Name Situ Rajesh Occupation Circus acrobat
Ask Situ Rajesh when she joined the circus, and memory fails her. Born into a family of Chinese circus acrobats, she says she started performing long before she learnt to record even memories. "I was too small, I could have been three," she says.
And since then Situ's days have followed a disciplined cyclic ritual of hard work and performances. No matter how good you're at your acts you have to practise every single day, she warns.
Her training time slots span between 7am to 10.30am every single day. Even after all these years, she warns that the amusing antics of a circus can't be taken for granted and even now she falls down and scrapes her knees at times.
The acrobatics change according to the age of the performer. When she was a young child, she did cycle tricks and balance acts, since it's easier for a child who weighs much lesser to climb over people.
As a teenager, she did circus swing acrobats. Over the years, she's done juggling acts, roller-skate acts, performances with animals and currently does human pyramid tricks while riding a cycle.
While she started out in Oriental Circus, she fell in love with Rajesh a young acrobat from Kerala. Today the couple works for Bombay Circus and has two children, who study back home in Kerala and travel with the circus during their summer vacations. Situ says that the circus life is a nomadic one, where they get to halt in cities around the India and this lets her experience different worlds.
For those who think the circuses are dying out, she says "Every place we stop at people visit the circus with so much excitement." While animals as a trend are reducing in circuses, the talent of the performers is enough to draw people, she adds confidently.

------------------------------------------------------------

Problem statement → In the profile of the circus acrobat, what hours does Situ Rajesh spend training each day?

Data segment →

------------------------------------------------------------

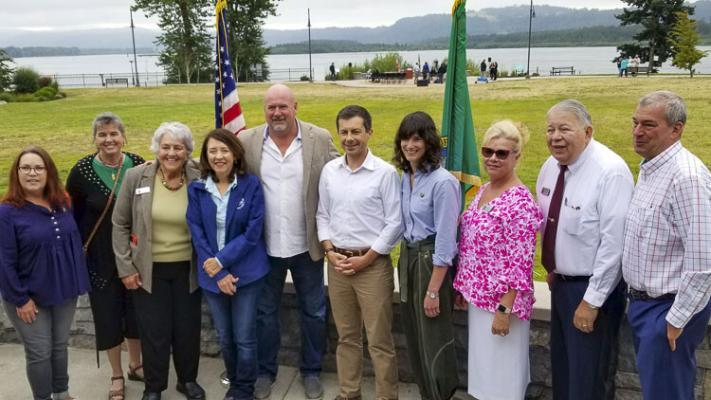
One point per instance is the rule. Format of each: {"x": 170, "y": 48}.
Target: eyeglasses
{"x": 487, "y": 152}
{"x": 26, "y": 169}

------------------------------------------------------------

Finished task → From 7am to 10.30am.